**What is being asked**
Reproduce the listing below verbatim, from its first line up to and including the line containing "(282, 1215)".

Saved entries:
-- -- --
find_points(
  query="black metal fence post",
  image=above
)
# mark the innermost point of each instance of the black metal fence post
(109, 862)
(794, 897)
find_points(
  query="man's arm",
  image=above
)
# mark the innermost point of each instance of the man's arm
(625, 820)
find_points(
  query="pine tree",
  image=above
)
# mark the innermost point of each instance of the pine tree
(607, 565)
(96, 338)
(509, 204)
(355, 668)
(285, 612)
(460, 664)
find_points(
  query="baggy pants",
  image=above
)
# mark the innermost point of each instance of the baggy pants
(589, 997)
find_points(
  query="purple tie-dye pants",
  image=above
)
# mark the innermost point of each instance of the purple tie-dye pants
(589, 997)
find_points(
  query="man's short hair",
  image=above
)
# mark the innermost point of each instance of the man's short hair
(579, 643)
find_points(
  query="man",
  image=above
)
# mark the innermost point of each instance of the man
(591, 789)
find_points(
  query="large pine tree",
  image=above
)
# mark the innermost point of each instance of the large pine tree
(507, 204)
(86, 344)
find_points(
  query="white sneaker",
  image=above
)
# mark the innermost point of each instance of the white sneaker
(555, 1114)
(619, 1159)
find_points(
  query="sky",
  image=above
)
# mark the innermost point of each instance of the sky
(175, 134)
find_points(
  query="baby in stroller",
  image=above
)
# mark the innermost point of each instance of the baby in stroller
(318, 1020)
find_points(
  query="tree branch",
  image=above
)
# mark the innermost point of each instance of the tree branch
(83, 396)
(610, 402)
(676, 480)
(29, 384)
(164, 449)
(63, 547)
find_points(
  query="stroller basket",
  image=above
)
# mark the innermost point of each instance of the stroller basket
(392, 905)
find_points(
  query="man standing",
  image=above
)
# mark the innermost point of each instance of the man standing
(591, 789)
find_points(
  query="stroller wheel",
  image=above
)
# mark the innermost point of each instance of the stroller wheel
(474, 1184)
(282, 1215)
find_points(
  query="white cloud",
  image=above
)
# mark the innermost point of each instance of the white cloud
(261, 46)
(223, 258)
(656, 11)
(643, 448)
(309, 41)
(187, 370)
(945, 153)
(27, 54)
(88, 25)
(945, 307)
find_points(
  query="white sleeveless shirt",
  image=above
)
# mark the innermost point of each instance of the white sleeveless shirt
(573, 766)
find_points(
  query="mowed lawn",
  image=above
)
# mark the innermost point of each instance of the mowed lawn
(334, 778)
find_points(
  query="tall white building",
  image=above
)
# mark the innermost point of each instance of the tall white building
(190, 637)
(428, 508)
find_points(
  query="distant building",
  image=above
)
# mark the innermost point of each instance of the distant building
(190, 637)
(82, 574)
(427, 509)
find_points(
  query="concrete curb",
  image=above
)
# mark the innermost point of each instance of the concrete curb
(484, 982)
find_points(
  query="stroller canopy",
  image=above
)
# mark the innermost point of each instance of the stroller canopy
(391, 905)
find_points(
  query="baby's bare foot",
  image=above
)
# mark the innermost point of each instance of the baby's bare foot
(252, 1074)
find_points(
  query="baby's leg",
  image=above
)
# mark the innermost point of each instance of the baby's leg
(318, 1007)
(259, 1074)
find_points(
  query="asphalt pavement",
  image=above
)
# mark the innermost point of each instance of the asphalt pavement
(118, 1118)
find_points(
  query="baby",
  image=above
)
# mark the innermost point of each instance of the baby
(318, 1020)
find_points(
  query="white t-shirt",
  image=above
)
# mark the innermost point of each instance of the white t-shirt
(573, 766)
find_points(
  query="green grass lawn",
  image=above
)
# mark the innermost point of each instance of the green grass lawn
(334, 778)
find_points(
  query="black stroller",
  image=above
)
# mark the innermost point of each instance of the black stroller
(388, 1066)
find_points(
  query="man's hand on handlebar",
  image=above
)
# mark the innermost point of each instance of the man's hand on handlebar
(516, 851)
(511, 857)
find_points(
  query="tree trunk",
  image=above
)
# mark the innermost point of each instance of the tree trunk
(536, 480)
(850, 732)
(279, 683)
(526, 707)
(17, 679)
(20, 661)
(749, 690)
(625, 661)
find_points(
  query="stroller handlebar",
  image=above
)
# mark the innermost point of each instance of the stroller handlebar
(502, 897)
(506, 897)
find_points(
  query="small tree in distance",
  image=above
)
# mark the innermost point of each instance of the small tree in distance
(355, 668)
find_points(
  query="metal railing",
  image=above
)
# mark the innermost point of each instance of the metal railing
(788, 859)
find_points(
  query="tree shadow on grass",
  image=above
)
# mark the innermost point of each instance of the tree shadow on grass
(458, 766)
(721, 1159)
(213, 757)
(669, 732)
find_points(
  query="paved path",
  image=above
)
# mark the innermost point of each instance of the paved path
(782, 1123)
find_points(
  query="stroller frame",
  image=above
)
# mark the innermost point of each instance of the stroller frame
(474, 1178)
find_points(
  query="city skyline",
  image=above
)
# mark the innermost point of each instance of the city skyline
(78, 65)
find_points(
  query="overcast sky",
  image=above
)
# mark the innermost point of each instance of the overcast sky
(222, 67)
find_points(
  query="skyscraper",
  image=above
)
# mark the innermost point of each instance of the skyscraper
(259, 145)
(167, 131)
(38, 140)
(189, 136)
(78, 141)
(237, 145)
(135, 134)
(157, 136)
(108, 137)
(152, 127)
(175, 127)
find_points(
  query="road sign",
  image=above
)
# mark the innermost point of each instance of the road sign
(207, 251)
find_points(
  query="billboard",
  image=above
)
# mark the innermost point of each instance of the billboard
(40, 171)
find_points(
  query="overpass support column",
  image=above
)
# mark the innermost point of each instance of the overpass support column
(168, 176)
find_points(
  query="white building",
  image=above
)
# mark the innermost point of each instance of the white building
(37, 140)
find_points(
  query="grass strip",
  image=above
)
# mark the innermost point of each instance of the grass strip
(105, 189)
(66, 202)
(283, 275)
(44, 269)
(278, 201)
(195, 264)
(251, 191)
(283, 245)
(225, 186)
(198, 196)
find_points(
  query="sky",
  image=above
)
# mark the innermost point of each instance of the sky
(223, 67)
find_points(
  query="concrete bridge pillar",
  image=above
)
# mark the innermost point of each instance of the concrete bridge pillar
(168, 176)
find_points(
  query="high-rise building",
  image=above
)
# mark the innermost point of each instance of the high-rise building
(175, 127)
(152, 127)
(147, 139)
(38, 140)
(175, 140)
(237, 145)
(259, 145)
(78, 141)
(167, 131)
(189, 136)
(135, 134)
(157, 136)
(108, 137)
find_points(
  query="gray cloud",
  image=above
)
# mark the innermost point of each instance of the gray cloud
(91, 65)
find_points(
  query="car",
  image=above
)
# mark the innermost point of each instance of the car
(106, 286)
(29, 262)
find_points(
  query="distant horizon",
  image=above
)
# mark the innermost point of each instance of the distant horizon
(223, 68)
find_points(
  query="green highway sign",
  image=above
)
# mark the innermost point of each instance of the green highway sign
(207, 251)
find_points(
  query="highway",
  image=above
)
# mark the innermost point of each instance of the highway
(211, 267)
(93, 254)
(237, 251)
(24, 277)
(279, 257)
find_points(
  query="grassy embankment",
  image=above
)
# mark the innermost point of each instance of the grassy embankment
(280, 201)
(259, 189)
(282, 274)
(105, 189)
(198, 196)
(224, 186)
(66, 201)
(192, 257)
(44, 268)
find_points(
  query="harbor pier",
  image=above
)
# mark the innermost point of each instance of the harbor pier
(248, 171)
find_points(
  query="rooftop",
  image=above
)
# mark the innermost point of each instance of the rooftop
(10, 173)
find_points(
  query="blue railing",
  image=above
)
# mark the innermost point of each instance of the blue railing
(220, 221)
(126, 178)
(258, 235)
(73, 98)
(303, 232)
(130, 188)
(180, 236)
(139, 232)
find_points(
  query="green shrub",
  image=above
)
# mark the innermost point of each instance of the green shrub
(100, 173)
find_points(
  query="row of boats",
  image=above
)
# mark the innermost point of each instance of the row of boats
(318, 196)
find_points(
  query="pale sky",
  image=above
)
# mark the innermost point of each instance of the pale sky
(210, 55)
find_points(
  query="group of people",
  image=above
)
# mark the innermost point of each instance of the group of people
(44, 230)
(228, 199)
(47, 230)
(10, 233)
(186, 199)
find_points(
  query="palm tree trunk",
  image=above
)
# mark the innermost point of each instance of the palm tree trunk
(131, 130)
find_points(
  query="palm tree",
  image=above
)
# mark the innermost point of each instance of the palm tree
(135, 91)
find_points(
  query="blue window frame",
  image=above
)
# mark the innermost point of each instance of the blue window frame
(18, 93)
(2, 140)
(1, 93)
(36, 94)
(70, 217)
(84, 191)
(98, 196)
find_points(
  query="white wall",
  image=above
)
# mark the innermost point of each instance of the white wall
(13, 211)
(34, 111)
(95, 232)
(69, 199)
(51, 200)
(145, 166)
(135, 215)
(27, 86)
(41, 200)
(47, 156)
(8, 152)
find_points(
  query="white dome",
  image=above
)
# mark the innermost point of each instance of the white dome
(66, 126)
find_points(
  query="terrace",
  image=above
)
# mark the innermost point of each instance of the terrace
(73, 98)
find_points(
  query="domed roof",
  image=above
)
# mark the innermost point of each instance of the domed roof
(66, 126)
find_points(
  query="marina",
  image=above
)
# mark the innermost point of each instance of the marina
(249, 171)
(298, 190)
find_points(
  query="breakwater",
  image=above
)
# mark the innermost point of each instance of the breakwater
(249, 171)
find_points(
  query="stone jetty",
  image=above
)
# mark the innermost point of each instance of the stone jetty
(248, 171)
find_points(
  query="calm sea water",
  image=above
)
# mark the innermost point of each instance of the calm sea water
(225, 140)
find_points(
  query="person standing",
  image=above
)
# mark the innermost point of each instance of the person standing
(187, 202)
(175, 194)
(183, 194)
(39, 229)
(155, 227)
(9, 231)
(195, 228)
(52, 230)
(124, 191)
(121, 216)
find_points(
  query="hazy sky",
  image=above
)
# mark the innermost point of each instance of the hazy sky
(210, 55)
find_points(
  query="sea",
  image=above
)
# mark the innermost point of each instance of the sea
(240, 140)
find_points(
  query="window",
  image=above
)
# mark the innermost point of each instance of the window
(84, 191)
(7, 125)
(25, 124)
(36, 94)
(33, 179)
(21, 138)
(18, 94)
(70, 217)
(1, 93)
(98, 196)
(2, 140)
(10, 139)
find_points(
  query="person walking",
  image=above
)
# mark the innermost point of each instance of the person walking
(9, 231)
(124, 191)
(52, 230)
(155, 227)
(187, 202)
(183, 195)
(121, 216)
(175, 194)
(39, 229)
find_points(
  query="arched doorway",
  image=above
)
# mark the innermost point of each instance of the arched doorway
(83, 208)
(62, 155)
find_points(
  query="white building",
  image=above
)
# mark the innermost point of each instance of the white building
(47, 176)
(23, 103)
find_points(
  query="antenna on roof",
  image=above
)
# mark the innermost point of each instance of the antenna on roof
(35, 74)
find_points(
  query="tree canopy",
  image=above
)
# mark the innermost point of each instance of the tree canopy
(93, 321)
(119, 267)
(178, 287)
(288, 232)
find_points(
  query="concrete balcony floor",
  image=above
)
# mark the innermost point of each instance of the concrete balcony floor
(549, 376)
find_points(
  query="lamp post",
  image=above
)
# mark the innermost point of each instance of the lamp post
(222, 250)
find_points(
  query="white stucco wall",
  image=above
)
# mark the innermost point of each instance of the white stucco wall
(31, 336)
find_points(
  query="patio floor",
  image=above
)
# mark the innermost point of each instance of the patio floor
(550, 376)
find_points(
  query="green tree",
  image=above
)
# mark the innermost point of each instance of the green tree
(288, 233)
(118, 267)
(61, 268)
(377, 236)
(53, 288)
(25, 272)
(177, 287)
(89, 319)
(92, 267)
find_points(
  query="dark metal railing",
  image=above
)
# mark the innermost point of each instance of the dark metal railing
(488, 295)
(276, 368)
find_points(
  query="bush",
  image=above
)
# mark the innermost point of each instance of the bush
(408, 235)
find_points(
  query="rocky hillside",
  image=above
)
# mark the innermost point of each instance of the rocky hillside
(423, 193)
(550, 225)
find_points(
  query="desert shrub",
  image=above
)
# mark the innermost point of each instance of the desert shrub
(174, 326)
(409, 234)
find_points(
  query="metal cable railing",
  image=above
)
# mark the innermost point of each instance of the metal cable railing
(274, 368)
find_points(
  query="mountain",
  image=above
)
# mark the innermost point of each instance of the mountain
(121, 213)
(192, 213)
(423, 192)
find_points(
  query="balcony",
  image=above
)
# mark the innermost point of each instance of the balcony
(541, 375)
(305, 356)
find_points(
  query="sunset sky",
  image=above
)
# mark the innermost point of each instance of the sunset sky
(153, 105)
-- -- --
**Reply**
find_points(
  query="black metal fence post",
  image=above
)
# mark the innermost point of each instance of the black metal fence post
(109, 862)
(794, 897)
find_points(
  query="man's arm",
  image=above
)
# mark the innermost point of each instance of the man's arm
(625, 820)
find_points(
  query="pine tree",
  image=above
)
# mark the innermost point of each instance of the pine tree
(607, 565)
(96, 338)
(509, 204)
(355, 668)
(285, 612)
(460, 664)
find_points(
  query="baggy pants",
  image=above
)
# mark the innermost point of each instance of the baggy pants
(589, 997)
find_points(
  query="purple tie-dye pants",
  image=above
)
# mark the innermost point of each instance of the purple tie-dye pants
(589, 997)
find_points(
  query="man's short hair",
  image=above
)
# mark the innermost point of each instance of the man's short hair
(579, 643)
find_points(
  query="man",
  image=above
)
# mark the innermost point of each instance of the man
(591, 789)
find_points(
  query="large pine tree",
  image=above
)
# mark the innermost point of each instance of the large pine tree
(507, 204)
(86, 344)
find_points(
  query="white sneaker",
  image=above
)
# mark the innermost point of each instance of the white sneaker
(555, 1114)
(619, 1159)
find_points(
  query="sky",
  image=above
)
# mark the innermost point of each instance of the sky
(175, 134)
find_points(
  query="baby in stroller",
  image=above
)
# mark the innermost point of each instance of the baby in stroller
(318, 1020)
find_points(
  query="tree branch",
  image=above
)
# mark the innermost point of each instance of the tree branch
(83, 396)
(610, 402)
(676, 480)
(29, 384)
(164, 449)
(63, 547)
find_points(
  query="stroller basket",
  image=above
)
# mark the innermost point of each instance of the stroller basket
(392, 905)
find_points(
  query="man standing",
  image=above
)
# mark the innermost point of each instance of the man standing
(591, 789)
find_points(
  query="stroller wheel",
  image=above
)
# mark the innermost point of each instance of the stroller wheel
(474, 1184)
(282, 1215)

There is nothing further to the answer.